GOAL OF THE EXERCISE: Retyping the data exactly is the task. Include every line.

*** Opening of INFORMATION PROVIDED ***

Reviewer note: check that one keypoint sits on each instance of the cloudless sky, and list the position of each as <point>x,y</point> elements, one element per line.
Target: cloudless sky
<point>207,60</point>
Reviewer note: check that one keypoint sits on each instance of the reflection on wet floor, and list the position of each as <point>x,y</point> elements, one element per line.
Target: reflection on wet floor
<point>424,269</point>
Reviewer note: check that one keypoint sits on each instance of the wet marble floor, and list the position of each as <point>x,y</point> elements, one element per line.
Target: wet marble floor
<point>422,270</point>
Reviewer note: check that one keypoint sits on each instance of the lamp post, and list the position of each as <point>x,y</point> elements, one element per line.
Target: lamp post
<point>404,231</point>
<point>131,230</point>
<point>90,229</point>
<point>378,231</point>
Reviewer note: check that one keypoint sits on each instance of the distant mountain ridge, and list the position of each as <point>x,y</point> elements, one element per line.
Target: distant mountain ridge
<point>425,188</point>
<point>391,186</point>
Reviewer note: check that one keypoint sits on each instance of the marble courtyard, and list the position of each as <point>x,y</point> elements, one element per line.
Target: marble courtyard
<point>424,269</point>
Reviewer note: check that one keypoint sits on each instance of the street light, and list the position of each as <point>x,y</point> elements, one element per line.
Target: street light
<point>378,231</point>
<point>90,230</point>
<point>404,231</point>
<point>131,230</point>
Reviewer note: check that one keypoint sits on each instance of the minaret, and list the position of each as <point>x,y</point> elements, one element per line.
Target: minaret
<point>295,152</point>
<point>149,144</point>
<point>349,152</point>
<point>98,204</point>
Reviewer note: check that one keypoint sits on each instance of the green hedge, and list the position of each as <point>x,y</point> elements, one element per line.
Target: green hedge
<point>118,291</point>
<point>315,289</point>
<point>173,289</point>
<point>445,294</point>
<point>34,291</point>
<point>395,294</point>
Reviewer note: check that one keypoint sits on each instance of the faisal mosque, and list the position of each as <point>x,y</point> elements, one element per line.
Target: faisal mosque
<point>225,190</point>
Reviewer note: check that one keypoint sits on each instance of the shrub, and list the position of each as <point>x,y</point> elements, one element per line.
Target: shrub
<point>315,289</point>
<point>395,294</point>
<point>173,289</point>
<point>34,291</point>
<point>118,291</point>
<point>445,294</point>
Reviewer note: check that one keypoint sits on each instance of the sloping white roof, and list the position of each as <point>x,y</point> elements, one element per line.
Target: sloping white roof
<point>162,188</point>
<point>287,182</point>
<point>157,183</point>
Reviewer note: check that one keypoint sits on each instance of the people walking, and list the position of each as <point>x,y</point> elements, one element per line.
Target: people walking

*** Close of INFORMATION PROVIDED ***

OUTPUT:
Reviewer note: check that one keypoint sits on each instance of the cloudless sky, and list the position of each as <point>x,y</point> elements, one element per line.
Target: cloudless sky
<point>207,60</point>
Reviewer note: check that one keypoint sits on each instance of the reflection on wet floor, and list the position of each as <point>x,y</point> elements, one element per line.
Target: reflection on wet floor
<point>424,269</point>
Reviewer note: check that one keypoint sits on each instance of the wet marble floor, and list the position of each as <point>x,y</point> elements, one element per line.
Target: wet marble floor
<point>422,270</point>
Reviewer note: check that one keypoint sits on each instance of the lamp post, and list the position of each as <point>x,y</point> elements, one element per line.
Target: lamp post
<point>404,231</point>
<point>131,230</point>
<point>90,229</point>
<point>378,231</point>
Reviewer note: check that one keypoint sits on each instance of the distant mountain ridge, and list the position of each as <point>x,y</point> elements, one element per line.
Target: distant mountain ridge
<point>425,188</point>
<point>391,186</point>
Reviewer note: check that one keypoint sits on each instance of the marble courtyard, and list the position of each as <point>x,y</point> elements, one element per line.
Target: marble courtyard
<point>424,269</point>
Reviewer note: check that one keypoint sits on each instance of the street light, and list the position of each as <point>x,y</point> elements, one element per line.
Target: street light
<point>378,231</point>
<point>90,230</point>
<point>404,231</point>
<point>131,230</point>
Reviewer note: check that one keypoint sits on each instance of the minaret, and list the position of each as <point>x,y</point> elements, one element per line.
Target: minaret
<point>295,152</point>
<point>149,144</point>
<point>349,152</point>
<point>98,204</point>
Reviewer note: check that one keypoint sits on each instance of the green hedge, and list the position of each as <point>x,y</point> elements, one element per line.
Target: green hedge
<point>118,291</point>
<point>315,289</point>
<point>173,289</point>
<point>445,294</point>
<point>34,291</point>
<point>395,294</point>
Reviewer note: check that one keypoint sits on each instance of the faisal mosque, and list the position of each as <point>x,y</point> elements, one element per line.
Target: faisal mosque
<point>225,190</point>
Reviewer note: check that one keypoint sits on each instance of the shrub, and list the position of each as <point>x,y</point> elements, one element per line.
Target: shrub
<point>315,289</point>
<point>395,294</point>
<point>173,289</point>
<point>34,291</point>
<point>118,291</point>
<point>445,294</point>
Reviewer note: check that one keypoint sits on each instance of the sloping white roof, and list the position of each as <point>x,y</point> elements, one element per line.
Target: sloping white roof
<point>162,188</point>
<point>287,182</point>
<point>157,183</point>
Reviewer note: check that one keypoint sits on each instance of the people walking, and list the position of each as <point>x,y</point> elements, one element per line.
Target: people walking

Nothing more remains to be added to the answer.